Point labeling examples

....................

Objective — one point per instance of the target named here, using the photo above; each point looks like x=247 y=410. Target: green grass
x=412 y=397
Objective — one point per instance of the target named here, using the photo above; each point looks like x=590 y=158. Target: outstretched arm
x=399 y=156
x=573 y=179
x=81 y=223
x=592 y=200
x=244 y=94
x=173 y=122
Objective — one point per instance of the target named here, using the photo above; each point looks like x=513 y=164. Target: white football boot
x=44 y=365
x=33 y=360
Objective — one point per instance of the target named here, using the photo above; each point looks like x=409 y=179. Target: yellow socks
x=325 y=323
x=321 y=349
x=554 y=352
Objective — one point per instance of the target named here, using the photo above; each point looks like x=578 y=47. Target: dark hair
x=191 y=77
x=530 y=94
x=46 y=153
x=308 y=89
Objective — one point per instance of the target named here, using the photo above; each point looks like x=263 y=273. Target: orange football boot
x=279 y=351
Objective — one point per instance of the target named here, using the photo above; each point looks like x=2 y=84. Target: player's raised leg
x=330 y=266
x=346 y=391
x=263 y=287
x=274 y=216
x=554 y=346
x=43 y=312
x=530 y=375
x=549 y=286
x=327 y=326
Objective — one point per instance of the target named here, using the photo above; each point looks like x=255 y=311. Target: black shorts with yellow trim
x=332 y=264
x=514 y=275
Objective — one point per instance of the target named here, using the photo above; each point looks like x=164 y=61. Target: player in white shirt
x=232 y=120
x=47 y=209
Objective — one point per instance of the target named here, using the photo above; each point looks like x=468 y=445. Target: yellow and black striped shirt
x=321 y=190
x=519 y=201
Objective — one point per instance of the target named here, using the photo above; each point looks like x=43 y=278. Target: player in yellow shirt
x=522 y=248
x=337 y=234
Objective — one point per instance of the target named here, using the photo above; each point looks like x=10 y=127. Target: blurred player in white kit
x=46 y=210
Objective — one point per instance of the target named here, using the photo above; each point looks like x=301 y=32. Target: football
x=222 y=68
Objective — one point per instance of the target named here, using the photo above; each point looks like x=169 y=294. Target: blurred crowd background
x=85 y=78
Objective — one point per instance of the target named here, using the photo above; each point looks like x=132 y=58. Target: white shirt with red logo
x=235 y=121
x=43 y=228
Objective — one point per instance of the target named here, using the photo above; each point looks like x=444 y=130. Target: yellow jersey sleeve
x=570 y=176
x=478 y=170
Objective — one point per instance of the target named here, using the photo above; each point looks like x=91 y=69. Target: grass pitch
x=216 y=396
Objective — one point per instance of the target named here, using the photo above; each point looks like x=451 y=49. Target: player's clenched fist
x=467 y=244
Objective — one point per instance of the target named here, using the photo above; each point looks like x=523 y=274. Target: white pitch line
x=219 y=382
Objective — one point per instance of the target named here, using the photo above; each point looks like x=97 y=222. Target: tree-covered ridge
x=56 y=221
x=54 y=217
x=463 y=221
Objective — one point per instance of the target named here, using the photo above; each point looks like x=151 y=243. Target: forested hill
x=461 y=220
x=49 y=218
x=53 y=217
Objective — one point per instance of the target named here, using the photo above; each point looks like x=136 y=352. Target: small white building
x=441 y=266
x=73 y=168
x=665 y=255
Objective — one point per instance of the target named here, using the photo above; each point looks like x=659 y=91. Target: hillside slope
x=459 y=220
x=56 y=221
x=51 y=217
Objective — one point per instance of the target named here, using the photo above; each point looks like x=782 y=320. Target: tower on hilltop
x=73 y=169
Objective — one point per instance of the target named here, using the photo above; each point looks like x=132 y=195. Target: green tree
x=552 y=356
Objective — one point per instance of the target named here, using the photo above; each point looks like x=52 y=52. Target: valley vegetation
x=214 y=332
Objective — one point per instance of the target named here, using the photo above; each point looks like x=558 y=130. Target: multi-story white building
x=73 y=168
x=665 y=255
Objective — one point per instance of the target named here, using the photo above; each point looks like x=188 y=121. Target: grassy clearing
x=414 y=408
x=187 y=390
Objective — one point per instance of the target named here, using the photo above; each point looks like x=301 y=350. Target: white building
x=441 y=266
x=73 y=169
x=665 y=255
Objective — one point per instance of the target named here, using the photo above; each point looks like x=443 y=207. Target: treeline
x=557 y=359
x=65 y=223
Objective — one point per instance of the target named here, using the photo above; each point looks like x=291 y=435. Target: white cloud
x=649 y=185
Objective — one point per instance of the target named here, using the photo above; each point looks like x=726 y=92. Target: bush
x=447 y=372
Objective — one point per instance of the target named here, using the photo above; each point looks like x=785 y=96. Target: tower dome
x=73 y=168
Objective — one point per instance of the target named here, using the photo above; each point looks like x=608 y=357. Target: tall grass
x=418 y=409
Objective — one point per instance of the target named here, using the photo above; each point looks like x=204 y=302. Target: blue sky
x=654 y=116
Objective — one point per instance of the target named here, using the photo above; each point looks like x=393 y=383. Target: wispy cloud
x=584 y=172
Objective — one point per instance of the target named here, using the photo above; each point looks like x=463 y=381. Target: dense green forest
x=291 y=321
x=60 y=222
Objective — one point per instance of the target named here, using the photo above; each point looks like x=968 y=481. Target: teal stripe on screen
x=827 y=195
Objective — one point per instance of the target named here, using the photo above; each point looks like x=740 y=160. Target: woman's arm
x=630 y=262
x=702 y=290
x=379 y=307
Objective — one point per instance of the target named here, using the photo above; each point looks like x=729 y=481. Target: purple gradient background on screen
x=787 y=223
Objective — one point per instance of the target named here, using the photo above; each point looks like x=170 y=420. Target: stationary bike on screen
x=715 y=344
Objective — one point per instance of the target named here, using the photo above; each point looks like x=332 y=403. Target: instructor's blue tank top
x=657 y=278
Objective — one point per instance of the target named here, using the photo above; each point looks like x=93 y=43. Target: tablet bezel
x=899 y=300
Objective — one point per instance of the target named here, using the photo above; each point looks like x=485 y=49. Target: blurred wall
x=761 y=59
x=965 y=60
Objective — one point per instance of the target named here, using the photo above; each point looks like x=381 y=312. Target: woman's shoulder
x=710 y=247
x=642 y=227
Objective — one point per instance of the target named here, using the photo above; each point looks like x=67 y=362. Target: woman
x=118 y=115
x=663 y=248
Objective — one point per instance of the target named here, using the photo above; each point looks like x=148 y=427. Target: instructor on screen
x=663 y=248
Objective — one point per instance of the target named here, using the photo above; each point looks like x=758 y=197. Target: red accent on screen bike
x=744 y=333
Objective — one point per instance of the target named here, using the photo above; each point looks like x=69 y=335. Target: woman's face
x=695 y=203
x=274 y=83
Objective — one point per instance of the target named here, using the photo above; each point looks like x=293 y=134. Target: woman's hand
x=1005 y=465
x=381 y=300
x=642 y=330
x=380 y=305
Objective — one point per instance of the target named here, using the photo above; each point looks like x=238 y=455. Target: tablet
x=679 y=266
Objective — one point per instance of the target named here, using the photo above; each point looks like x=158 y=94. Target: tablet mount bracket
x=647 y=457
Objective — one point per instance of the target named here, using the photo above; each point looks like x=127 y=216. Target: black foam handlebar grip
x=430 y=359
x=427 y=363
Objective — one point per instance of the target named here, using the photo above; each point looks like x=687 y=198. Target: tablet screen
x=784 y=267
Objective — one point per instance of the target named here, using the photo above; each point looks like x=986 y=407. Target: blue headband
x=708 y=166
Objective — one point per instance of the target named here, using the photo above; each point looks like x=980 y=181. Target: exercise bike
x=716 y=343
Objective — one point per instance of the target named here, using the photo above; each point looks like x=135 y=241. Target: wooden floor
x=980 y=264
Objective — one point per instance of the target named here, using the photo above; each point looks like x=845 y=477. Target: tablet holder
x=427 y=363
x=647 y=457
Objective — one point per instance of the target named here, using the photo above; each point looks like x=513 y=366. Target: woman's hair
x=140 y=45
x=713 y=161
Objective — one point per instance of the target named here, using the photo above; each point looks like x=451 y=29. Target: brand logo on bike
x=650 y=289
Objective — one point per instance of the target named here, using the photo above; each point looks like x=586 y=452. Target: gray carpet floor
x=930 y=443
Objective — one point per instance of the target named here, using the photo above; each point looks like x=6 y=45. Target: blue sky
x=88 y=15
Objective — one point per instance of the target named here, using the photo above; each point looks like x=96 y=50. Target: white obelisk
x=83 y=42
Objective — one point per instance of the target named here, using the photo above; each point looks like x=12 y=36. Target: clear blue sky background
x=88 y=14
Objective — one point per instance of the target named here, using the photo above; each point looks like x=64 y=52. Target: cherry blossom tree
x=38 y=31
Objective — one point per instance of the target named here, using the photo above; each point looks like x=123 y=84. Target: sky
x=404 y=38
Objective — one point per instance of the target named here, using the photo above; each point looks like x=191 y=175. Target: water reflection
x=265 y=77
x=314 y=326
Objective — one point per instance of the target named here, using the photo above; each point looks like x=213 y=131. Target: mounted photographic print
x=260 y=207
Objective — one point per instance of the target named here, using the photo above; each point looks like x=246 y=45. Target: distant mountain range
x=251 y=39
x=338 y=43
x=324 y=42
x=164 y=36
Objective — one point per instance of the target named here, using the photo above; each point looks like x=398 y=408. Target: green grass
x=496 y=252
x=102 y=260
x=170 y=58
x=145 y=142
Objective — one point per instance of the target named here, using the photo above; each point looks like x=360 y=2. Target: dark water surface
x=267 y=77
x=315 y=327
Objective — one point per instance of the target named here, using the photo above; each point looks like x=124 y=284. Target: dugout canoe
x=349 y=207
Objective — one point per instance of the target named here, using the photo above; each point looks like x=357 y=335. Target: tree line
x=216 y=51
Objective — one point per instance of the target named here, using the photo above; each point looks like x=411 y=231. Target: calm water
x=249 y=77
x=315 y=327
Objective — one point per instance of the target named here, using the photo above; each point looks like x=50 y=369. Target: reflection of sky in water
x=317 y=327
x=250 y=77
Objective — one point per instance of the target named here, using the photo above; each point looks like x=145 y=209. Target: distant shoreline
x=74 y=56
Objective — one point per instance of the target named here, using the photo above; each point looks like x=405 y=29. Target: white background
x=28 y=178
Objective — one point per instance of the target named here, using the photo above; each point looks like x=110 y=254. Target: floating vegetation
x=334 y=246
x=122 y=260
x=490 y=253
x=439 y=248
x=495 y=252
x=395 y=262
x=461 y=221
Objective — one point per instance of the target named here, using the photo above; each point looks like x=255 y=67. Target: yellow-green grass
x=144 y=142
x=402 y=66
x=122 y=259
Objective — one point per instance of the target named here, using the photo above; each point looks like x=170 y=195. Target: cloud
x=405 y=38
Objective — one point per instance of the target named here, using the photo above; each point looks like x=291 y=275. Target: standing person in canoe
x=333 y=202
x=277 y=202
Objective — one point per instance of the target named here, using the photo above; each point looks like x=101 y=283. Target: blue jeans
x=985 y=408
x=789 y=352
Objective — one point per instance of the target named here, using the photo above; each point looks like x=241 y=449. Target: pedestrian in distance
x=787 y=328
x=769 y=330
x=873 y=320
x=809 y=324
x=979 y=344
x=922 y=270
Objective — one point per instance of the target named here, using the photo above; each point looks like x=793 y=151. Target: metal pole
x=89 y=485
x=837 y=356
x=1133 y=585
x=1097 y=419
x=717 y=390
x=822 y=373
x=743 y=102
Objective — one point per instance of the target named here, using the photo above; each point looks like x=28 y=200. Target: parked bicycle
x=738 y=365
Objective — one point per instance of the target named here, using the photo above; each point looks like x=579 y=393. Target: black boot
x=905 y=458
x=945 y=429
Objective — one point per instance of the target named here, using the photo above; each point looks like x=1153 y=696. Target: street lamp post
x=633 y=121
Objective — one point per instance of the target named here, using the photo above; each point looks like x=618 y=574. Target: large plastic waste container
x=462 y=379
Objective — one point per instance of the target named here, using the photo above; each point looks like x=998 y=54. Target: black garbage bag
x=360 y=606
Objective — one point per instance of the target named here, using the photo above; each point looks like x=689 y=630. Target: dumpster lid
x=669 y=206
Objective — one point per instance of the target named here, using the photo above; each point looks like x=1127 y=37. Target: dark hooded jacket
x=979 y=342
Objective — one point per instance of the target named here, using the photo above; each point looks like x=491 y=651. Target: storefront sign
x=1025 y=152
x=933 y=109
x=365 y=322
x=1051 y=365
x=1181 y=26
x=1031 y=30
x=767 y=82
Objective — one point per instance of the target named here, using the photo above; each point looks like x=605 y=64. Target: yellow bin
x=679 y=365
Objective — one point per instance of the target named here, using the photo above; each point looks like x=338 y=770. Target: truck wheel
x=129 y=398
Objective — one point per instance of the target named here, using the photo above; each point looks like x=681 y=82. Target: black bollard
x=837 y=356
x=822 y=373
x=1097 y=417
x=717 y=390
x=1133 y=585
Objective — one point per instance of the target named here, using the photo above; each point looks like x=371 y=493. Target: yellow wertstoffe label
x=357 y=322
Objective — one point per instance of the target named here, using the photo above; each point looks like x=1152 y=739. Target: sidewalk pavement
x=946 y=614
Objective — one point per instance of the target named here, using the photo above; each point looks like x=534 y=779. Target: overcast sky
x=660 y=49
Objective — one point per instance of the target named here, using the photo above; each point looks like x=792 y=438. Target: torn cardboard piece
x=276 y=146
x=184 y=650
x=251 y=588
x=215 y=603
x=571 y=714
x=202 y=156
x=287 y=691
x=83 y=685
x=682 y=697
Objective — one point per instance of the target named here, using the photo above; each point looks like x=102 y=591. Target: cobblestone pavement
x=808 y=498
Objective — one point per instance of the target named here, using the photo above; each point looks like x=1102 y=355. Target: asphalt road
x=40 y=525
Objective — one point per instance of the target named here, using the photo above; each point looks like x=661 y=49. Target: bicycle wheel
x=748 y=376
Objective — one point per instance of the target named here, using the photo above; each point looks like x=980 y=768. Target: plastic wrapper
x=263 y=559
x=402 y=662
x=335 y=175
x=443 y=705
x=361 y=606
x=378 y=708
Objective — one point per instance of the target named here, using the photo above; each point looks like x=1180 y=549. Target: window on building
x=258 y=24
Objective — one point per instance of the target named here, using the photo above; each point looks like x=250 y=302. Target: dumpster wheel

....................

→ Given request: Exactly reproduce the lines beginning with the one that contains "Target: cobblestone pavement" and ending with the last line of the material, both included. Leave out everything else.

→ Output of the exercise:
Objective — one point per instance of the target named here, using the photo above; each point looks like x=102 y=591. Target: cobblestone pavement
x=808 y=498
Objective — one point per instance of the target named here, using the photo above; each point looks like x=1102 y=355. Target: asphalt road
x=40 y=525
Objective — one point per instance of the target named here, using the photo above; each point looks like x=661 y=49. Target: bicycle wheel
x=748 y=376
Objective — one point per instance of the target named here, using the photo above; each point looks like x=980 y=768. Target: plastic wrapper
x=263 y=559
x=402 y=662
x=335 y=175
x=443 y=705
x=361 y=606
x=378 y=708
Objective — one point per instance of the target named here, using the photo above; each point looks like x=1180 y=549. Target: window on building
x=258 y=24
Objective — one point per instance of the target named here, using the photo above; each point looks like x=250 y=302. Target: dumpster wheel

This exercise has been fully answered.